---------- Material for the task ----------
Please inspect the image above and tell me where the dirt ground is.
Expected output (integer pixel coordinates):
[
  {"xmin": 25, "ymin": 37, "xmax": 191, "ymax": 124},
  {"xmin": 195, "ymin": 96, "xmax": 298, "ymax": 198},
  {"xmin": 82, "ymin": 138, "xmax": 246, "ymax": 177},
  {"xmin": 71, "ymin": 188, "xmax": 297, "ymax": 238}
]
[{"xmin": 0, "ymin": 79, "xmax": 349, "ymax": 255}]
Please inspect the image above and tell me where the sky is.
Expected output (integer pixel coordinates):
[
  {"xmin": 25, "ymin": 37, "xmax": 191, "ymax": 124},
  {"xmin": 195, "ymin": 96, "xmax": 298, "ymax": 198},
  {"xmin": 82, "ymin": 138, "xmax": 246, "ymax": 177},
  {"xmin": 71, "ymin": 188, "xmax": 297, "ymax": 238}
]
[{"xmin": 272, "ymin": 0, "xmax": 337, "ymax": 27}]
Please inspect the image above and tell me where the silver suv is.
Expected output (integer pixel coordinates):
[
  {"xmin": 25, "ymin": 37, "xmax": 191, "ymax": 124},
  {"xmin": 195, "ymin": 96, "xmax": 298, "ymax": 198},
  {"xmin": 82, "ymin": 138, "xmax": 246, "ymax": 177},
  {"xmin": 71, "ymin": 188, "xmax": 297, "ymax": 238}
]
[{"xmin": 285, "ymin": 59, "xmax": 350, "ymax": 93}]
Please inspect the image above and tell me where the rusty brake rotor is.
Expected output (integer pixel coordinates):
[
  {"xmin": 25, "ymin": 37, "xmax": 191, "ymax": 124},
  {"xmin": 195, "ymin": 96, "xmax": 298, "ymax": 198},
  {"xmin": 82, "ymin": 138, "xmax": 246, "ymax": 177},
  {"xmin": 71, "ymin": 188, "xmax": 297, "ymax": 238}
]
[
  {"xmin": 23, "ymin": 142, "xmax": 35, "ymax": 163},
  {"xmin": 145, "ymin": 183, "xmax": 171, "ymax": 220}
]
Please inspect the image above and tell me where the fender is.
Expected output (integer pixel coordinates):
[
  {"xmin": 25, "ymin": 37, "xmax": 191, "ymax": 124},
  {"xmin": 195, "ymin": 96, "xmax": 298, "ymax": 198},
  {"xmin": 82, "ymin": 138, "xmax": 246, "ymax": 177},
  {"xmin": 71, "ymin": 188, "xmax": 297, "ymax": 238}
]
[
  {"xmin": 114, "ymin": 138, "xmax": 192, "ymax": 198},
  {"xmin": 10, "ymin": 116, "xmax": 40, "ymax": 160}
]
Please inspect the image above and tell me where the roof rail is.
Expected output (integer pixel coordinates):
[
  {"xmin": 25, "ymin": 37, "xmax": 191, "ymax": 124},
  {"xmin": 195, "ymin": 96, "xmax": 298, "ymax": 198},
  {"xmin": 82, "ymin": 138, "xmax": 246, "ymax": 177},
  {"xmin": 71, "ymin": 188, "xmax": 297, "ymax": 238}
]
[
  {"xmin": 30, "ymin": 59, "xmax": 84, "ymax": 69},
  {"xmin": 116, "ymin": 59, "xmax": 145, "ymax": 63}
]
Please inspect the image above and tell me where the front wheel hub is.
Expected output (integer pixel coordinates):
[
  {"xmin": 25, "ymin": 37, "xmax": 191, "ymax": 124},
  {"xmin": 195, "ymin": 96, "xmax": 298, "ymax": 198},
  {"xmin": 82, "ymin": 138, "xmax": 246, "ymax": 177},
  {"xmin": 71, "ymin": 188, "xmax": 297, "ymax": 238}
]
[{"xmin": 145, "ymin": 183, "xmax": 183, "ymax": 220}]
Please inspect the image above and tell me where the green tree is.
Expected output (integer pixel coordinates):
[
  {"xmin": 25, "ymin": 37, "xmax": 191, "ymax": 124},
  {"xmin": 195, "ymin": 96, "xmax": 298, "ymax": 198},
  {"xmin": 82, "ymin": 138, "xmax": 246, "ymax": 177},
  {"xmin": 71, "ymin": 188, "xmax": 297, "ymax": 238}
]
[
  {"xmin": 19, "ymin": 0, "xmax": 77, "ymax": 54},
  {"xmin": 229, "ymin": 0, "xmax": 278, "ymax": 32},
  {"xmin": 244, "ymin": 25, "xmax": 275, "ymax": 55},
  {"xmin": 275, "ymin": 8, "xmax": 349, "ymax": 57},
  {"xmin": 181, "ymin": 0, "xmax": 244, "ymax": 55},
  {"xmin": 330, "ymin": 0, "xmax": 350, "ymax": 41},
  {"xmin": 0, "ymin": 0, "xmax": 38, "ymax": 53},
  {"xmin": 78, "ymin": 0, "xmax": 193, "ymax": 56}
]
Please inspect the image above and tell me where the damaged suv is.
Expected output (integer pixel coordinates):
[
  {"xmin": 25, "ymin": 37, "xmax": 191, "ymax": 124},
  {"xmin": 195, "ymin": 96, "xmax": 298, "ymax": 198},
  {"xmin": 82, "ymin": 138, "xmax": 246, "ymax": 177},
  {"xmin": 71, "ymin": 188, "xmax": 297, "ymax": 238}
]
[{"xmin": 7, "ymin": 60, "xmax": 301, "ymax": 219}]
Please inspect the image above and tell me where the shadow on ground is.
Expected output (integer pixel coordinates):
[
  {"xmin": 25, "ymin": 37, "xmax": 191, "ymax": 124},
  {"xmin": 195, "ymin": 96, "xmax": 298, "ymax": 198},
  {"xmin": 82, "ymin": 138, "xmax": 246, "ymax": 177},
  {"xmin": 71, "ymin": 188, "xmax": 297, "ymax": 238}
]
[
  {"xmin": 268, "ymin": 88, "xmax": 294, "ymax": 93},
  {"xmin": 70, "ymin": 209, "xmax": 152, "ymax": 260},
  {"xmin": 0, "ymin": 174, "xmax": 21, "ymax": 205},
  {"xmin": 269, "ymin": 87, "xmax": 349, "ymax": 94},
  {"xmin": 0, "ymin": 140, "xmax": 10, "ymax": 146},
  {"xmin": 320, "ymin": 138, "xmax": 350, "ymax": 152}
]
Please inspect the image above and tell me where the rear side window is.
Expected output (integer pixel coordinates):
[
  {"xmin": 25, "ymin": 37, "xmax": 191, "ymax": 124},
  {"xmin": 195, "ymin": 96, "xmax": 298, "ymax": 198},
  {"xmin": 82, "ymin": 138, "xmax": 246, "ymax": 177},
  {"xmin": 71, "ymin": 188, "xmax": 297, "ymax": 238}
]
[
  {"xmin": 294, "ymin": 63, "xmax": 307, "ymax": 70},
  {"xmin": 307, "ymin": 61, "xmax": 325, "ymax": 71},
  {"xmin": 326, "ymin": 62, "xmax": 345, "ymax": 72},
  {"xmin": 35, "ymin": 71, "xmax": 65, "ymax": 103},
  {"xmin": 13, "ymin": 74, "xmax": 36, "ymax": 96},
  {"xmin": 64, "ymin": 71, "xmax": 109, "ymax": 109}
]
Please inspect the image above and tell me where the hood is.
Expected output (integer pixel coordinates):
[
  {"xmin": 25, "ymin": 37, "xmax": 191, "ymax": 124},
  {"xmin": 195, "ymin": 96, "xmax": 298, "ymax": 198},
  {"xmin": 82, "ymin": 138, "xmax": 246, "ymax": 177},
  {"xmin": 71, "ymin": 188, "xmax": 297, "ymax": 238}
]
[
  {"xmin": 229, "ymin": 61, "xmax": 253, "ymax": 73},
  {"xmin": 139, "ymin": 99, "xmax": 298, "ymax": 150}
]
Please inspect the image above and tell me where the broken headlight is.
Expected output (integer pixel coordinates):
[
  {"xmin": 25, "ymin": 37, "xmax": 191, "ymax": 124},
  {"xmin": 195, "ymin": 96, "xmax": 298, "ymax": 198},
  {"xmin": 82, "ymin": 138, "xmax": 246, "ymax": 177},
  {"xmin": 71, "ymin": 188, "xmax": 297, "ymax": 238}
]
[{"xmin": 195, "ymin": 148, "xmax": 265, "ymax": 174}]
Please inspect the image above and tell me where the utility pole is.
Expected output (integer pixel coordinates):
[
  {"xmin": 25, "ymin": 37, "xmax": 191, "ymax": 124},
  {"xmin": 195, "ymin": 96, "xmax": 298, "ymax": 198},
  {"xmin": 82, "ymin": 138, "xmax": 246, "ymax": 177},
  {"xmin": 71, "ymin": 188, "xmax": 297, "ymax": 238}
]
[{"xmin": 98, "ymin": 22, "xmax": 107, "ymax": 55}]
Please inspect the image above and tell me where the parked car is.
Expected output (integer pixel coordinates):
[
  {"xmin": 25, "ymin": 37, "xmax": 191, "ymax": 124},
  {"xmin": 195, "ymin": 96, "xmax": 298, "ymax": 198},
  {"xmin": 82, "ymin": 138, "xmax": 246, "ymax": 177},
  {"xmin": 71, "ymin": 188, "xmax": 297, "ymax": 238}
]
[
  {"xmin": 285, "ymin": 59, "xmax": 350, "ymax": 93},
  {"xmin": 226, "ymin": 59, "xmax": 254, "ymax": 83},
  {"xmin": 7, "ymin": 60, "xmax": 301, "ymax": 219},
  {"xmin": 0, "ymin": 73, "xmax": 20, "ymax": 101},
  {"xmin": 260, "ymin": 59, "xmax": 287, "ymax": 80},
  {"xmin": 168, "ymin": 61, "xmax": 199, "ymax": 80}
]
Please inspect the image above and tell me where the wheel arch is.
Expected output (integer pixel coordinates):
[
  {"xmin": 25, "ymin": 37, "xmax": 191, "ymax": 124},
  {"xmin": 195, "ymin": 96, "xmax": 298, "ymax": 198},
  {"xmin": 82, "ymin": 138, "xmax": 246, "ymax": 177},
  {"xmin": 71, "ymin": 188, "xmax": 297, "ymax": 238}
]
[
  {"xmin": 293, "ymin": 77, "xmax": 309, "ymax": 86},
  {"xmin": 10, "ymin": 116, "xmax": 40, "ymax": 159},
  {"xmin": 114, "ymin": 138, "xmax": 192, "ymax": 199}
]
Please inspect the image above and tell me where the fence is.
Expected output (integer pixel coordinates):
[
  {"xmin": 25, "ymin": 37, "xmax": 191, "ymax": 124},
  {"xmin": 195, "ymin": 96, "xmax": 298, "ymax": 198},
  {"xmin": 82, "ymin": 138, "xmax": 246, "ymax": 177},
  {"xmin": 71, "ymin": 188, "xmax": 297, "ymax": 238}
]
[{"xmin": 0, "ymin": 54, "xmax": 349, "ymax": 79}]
----------
---------- Material for the task ----------
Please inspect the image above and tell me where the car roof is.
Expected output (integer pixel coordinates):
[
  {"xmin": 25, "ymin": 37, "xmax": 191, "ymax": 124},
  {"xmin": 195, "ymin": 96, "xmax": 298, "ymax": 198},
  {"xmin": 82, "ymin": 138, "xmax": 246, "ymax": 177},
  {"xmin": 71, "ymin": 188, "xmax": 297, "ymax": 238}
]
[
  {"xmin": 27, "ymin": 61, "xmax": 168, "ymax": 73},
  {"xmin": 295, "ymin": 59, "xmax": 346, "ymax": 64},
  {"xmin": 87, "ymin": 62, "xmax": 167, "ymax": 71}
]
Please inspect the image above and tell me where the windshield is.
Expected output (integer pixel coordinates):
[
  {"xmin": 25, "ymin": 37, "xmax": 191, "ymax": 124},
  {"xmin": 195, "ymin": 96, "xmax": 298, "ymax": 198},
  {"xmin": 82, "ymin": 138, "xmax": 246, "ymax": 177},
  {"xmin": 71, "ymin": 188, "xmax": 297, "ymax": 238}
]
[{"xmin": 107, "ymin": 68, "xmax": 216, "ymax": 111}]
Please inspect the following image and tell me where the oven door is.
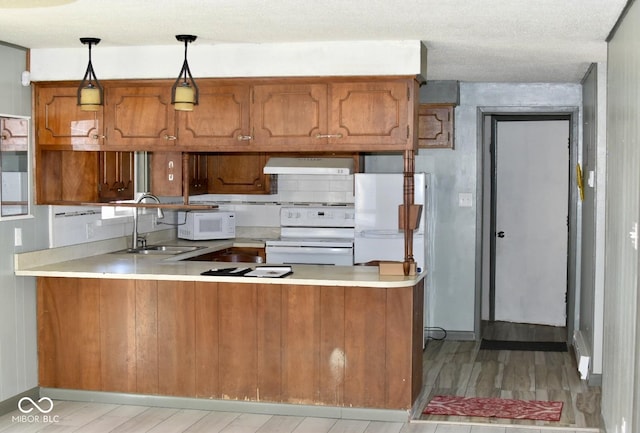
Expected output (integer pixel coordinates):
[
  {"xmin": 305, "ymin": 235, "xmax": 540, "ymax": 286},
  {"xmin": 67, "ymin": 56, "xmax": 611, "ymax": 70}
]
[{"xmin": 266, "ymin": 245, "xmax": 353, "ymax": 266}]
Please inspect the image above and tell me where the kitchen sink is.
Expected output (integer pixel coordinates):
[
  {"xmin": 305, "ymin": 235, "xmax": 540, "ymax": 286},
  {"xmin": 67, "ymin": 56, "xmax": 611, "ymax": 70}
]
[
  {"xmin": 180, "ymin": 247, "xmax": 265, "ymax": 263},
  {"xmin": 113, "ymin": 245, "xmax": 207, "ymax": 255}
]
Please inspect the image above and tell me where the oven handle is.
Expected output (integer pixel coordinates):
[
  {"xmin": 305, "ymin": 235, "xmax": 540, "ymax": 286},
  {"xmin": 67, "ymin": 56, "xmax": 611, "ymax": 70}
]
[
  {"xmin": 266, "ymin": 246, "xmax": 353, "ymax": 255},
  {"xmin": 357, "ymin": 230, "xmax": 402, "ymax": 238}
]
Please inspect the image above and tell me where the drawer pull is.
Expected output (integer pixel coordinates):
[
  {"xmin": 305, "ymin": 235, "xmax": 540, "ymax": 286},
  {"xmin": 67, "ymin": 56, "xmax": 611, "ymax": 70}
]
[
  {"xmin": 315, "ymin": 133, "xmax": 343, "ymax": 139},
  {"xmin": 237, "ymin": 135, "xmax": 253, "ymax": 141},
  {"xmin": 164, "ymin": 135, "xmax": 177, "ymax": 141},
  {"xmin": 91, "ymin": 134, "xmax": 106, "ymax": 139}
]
----------
---------- Material for the task ----------
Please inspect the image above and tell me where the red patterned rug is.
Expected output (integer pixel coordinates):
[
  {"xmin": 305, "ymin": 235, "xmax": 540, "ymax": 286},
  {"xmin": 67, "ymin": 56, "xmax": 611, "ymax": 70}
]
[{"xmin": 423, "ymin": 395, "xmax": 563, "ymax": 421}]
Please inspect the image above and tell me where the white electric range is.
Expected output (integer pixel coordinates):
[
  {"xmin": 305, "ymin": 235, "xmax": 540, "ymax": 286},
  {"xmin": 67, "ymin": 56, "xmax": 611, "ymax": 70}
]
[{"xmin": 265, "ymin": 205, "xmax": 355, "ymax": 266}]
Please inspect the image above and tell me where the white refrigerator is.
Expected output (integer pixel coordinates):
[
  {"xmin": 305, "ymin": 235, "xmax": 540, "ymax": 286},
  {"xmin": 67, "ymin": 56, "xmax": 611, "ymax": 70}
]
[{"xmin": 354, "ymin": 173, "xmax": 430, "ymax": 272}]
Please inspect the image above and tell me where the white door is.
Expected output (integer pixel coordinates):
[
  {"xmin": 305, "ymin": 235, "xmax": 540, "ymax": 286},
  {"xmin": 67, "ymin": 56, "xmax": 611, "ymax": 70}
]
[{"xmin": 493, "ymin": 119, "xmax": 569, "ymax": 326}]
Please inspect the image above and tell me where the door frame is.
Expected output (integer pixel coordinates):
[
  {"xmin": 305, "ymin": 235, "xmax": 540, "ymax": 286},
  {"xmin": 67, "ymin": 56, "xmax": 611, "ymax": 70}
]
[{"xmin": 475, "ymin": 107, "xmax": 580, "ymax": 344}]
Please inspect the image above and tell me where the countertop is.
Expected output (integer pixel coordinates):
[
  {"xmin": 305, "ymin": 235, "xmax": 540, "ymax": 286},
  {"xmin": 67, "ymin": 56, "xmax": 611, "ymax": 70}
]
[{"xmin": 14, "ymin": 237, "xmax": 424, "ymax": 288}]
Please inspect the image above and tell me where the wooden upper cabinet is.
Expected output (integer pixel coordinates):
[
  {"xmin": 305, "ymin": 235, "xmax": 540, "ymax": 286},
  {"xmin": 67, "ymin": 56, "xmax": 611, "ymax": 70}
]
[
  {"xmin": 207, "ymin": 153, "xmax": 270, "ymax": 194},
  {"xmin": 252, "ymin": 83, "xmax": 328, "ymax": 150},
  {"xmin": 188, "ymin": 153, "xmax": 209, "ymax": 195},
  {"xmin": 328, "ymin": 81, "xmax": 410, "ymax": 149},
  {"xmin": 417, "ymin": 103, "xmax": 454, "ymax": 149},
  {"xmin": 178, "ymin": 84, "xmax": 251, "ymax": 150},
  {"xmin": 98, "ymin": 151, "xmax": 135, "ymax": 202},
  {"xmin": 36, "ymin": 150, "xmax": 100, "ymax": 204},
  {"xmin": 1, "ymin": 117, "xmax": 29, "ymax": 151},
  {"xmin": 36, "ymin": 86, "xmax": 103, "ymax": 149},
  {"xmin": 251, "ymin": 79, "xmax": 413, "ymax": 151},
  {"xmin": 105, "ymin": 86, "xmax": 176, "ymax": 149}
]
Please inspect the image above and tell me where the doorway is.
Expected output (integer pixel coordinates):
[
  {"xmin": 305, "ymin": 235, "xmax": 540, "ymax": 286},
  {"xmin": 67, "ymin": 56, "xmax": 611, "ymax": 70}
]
----------
* [Problem description] Work out the number of lines above that include the string "white" and write only that number.

* [Exercise response] 3